WHAT YOU WILL DO: Extract the full set of records, then give each one again exactly.

┌────────

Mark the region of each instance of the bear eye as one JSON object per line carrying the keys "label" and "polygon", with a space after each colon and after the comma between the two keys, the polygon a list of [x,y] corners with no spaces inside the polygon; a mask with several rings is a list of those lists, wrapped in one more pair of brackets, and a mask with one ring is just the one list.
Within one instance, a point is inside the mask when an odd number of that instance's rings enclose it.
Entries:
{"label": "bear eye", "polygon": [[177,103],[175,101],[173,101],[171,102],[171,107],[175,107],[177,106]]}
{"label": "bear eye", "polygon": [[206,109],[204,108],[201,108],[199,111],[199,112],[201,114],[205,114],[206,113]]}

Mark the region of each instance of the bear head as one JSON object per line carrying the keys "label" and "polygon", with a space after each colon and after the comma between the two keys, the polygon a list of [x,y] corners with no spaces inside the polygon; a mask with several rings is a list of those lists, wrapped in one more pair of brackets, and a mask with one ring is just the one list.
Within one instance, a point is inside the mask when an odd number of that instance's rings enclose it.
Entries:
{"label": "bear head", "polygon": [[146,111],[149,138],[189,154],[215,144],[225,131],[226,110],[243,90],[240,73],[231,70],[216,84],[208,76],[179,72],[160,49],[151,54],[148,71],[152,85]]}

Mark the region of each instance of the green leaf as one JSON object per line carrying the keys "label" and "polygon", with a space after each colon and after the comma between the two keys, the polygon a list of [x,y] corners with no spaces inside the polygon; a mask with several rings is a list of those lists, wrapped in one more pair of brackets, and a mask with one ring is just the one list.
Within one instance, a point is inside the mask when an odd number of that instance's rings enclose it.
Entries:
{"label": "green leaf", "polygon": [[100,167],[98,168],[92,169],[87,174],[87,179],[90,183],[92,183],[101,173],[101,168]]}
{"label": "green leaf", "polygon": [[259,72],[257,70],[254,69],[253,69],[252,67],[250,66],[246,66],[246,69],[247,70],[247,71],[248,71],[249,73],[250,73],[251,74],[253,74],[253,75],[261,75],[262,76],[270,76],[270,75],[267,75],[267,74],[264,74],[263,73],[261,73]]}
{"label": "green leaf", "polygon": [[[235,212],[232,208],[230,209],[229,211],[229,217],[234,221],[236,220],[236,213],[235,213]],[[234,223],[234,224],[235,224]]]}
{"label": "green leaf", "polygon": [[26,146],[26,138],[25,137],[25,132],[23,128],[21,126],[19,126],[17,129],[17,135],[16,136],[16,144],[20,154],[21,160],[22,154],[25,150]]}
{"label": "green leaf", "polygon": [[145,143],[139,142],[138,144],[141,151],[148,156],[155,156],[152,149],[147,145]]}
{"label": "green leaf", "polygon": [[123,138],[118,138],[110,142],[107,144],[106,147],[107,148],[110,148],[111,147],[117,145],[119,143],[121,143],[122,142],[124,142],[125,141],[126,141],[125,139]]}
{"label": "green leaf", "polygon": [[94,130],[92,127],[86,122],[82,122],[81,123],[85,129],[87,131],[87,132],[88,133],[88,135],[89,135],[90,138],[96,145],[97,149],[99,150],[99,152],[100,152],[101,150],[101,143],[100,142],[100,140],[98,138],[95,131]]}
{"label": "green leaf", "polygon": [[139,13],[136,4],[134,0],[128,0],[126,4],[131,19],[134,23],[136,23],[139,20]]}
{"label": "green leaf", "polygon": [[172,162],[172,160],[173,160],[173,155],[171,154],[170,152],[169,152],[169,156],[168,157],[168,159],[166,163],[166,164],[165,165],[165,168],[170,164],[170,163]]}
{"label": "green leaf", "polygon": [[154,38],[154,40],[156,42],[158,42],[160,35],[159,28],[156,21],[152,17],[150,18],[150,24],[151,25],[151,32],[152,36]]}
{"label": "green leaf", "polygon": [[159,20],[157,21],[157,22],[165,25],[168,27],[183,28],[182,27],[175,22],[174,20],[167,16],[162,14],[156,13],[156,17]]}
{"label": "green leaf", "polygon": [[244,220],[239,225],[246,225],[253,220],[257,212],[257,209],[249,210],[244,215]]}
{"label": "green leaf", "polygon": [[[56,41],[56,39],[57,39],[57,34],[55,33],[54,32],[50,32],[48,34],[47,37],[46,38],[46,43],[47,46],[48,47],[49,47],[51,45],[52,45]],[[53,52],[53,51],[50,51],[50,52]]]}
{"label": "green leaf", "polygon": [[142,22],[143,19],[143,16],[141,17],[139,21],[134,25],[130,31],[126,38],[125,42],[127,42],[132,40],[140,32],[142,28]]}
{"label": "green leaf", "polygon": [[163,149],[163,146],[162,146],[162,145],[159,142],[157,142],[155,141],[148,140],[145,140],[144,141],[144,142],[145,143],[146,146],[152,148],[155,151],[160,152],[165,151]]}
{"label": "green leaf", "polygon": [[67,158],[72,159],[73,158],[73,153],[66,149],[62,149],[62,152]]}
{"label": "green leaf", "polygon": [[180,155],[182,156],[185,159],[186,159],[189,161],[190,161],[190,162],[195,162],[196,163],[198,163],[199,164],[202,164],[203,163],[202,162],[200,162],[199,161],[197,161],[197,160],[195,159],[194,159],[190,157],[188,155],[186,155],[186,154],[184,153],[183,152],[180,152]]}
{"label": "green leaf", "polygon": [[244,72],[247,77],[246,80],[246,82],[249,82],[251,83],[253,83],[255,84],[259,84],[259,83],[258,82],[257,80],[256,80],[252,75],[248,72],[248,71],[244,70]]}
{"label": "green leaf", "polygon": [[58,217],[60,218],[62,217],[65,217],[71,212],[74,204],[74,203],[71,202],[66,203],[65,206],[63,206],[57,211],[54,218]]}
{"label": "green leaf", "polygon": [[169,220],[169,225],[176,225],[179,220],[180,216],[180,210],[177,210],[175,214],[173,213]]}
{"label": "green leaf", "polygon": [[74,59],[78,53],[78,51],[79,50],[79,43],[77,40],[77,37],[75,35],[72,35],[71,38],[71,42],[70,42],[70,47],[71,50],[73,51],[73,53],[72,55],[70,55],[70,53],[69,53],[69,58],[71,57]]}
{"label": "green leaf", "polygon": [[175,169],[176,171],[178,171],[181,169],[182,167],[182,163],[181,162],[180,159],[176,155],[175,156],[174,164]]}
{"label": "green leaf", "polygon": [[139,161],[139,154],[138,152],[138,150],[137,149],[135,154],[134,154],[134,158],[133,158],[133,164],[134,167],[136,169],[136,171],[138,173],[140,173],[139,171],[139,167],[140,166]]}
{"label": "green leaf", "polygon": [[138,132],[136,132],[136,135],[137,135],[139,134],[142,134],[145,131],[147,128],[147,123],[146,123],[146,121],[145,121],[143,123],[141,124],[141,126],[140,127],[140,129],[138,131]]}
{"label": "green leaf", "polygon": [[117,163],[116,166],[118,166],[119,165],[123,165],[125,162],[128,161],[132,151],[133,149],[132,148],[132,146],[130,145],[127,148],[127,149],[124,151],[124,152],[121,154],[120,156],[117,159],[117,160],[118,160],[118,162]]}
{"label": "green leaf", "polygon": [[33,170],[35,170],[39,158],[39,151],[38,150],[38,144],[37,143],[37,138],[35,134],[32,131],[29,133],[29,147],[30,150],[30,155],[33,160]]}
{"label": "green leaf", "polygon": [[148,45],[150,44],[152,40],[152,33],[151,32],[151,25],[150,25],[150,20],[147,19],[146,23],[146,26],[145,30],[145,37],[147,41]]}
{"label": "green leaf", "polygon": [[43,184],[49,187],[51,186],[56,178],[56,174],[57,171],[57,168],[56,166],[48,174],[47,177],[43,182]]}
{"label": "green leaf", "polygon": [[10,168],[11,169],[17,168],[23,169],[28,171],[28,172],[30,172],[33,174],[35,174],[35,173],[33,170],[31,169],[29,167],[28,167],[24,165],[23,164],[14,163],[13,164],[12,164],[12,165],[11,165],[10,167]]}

└────────

RESULT BELOW:
Mark the region of each instance of the bear eye as one JSON object per line carrying the keys "label" and "polygon", with a space after each colon and after the comma between the two keys, the polygon a list of [x,y] corners with no spaces inside the polygon; a mask with several rings is a list of those lists, wrapped in one more pair of brackets, and a mask with one ring is just the one list.
Within one instance, a point is inside the mask when an odd number of that instance's rings enclose it.
Entries:
{"label": "bear eye", "polygon": [[177,103],[175,101],[173,101],[171,102],[171,107],[175,107],[177,106]]}
{"label": "bear eye", "polygon": [[206,109],[204,108],[201,108],[199,111],[199,112],[201,114],[205,114],[206,113]]}

Mark the region of each instance of the bear head as one JSON object per line carrying the keys "label" and "polygon", with a space after each colon and after the comma between the two keys, the polygon a list of [x,y] corners with no spaces inside the polygon; a mask with several rings is a list of those lists, wrapped in one more pair of brackets, and a mask with one ring is just the one list.
Within one instance, a point is inside the mask when an odd number of that instance's rings enclose it.
Entries:
{"label": "bear head", "polygon": [[146,111],[149,138],[189,154],[215,144],[225,131],[226,110],[243,90],[240,73],[231,70],[216,84],[208,76],[179,72],[160,49],[151,54],[148,71],[152,85]]}

Mark the region of each instance of the green leaf as one JSON object per line carrying the keys "label" and "polygon", with a space after each colon and after the comma between the two keys, the polygon a list of [x,y] corners with no spaces inside the polygon; a mask with several rings is a list of those lists, wrapped in one more pair of brackets, and a mask with one ring is just the one list.
Within one instance, a point is inside the mask when an odd number of that instance's rings enclose it.
Entries:
{"label": "green leaf", "polygon": [[100,167],[98,168],[92,169],[87,174],[87,179],[90,183],[92,183],[101,173],[101,168]]}
{"label": "green leaf", "polygon": [[259,72],[257,70],[254,69],[253,69],[252,67],[250,66],[246,66],[246,69],[247,70],[247,71],[248,71],[249,73],[250,73],[251,74],[253,74],[253,75],[261,75],[262,76],[270,76],[270,75],[267,75],[267,74],[264,74],[263,73],[261,73]]}
{"label": "green leaf", "polygon": [[[235,212],[232,208],[230,209],[229,211],[229,217],[234,221],[236,220],[236,213],[235,213]],[[234,223],[234,224],[235,224]]]}
{"label": "green leaf", "polygon": [[26,146],[26,138],[25,137],[25,132],[23,128],[21,126],[19,126],[17,129],[17,135],[16,136],[16,144],[20,154],[21,160],[22,154],[25,150]]}
{"label": "green leaf", "polygon": [[145,143],[139,142],[138,144],[141,151],[148,156],[155,156],[152,149],[147,145]]}
{"label": "green leaf", "polygon": [[123,138],[118,138],[110,142],[107,144],[106,147],[107,148],[110,148],[111,147],[117,145],[119,143],[121,143],[122,142],[124,142],[125,141],[126,141],[125,139]]}
{"label": "green leaf", "polygon": [[94,130],[92,127],[86,122],[82,122],[81,123],[85,129],[87,131],[87,132],[88,133],[88,135],[89,135],[90,138],[96,145],[97,149],[99,150],[99,152],[100,152],[101,150],[101,143],[100,142],[100,140],[98,138],[95,131]]}
{"label": "green leaf", "polygon": [[139,13],[136,4],[134,0],[128,0],[126,4],[131,19],[134,23],[136,23],[139,20]]}
{"label": "green leaf", "polygon": [[172,162],[172,160],[173,160],[173,155],[171,154],[170,152],[169,152],[169,156],[168,157],[168,159],[166,163],[166,164],[165,165],[165,168],[170,164],[170,163]]}
{"label": "green leaf", "polygon": [[154,38],[154,40],[156,42],[158,42],[160,35],[159,28],[156,21],[152,17],[150,18],[150,24],[151,25],[151,32],[152,36]]}
{"label": "green leaf", "polygon": [[159,20],[157,21],[157,22],[165,25],[168,27],[183,28],[182,27],[175,22],[174,20],[167,16],[162,14],[156,13],[156,17]]}
{"label": "green leaf", "polygon": [[244,220],[239,225],[246,225],[253,220],[257,212],[257,209],[249,210],[244,215]]}
{"label": "green leaf", "polygon": [[[56,41],[56,39],[57,39],[57,34],[55,33],[54,32],[50,32],[48,34],[47,37],[46,38],[46,43],[47,46],[48,47],[49,47],[51,45],[52,45]],[[53,52],[53,51],[50,51],[50,52]]]}
{"label": "green leaf", "polygon": [[142,22],[143,19],[143,16],[141,17],[139,21],[134,25],[130,31],[126,38],[125,42],[127,42],[132,40],[140,32],[142,28]]}
{"label": "green leaf", "polygon": [[163,149],[163,146],[162,146],[162,145],[159,142],[157,142],[155,141],[148,140],[145,140],[144,141],[144,142],[145,143],[146,146],[152,148],[155,151],[160,152],[165,151]]}
{"label": "green leaf", "polygon": [[67,158],[72,159],[73,158],[73,153],[66,149],[62,149],[62,152]]}
{"label": "green leaf", "polygon": [[180,155],[182,156],[185,159],[186,159],[189,161],[190,161],[190,162],[195,162],[196,163],[198,163],[199,164],[202,164],[203,163],[202,162],[200,162],[199,161],[197,161],[197,160],[195,159],[194,159],[190,157],[188,155],[186,155],[186,154],[184,153],[183,152],[180,152]]}
{"label": "green leaf", "polygon": [[244,72],[247,77],[246,80],[246,82],[249,82],[251,83],[253,83],[255,84],[259,84],[259,83],[258,82],[257,80],[256,80],[252,75],[248,72],[248,71],[244,70]]}
{"label": "green leaf", "polygon": [[58,217],[60,218],[62,217],[65,217],[71,212],[74,204],[74,203],[71,202],[66,203],[65,206],[63,206],[57,211],[54,218]]}
{"label": "green leaf", "polygon": [[169,220],[169,225],[176,225],[179,220],[180,216],[180,210],[177,210],[175,214],[173,213]]}
{"label": "green leaf", "polygon": [[74,59],[78,53],[78,51],[79,50],[79,43],[77,40],[77,37],[75,35],[72,35],[71,38],[71,42],[70,42],[70,47],[71,50],[73,51],[73,53],[72,55],[70,55],[70,53],[69,53],[69,58],[71,57]]}
{"label": "green leaf", "polygon": [[175,169],[176,171],[178,171],[181,169],[182,167],[182,163],[181,162],[180,159],[176,155],[175,156],[174,164]]}
{"label": "green leaf", "polygon": [[139,161],[139,154],[138,152],[138,150],[137,149],[135,154],[134,154],[134,158],[133,158],[133,164],[134,167],[136,169],[136,171],[138,173],[140,173],[139,171],[139,167],[140,166]]}
{"label": "green leaf", "polygon": [[138,132],[136,132],[136,135],[137,135],[139,134],[142,134],[145,131],[147,128],[147,123],[146,123],[146,121],[145,121],[143,123],[141,124],[141,126],[140,127],[140,129],[138,131]]}
{"label": "green leaf", "polygon": [[117,163],[116,166],[118,166],[119,165],[123,165],[125,162],[128,161],[132,151],[133,149],[132,148],[132,146],[130,145],[127,148],[127,149],[124,151],[124,152],[121,154],[120,156],[117,159],[117,160],[118,160],[118,162]]}
{"label": "green leaf", "polygon": [[33,170],[35,170],[39,158],[39,151],[38,150],[38,144],[37,143],[37,138],[35,134],[32,131],[29,133],[29,147],[30,150],[30,155],[33,160]]}
{"label": "green leaf", "polygon": [[148,45],[150,44],[152,40],[152,33],[151,32],[151,25],[150,25],[150,20],[147,19],[146,23],[146,26],[145,30],[145,37],[147,41]]}
{"label": "green leaf", "polygon": [[43,184],[49,187],[51,186],[56,178],[56,174],[57,171],[57,168],[56,166],[48,174],[47,177],[43,182]]}
{"label": "green leaf", "polygon": [[10,168],[11,169],[17,168],[23,169],[28,171],[28,172],[30,172],[33,174],[35,174],[35,173],[33,170],[31,169],[29,167],[28,167],[24,165],[23,164],[14,163],[13,164],[12,164],[12,165],[11,165],[10,167]]}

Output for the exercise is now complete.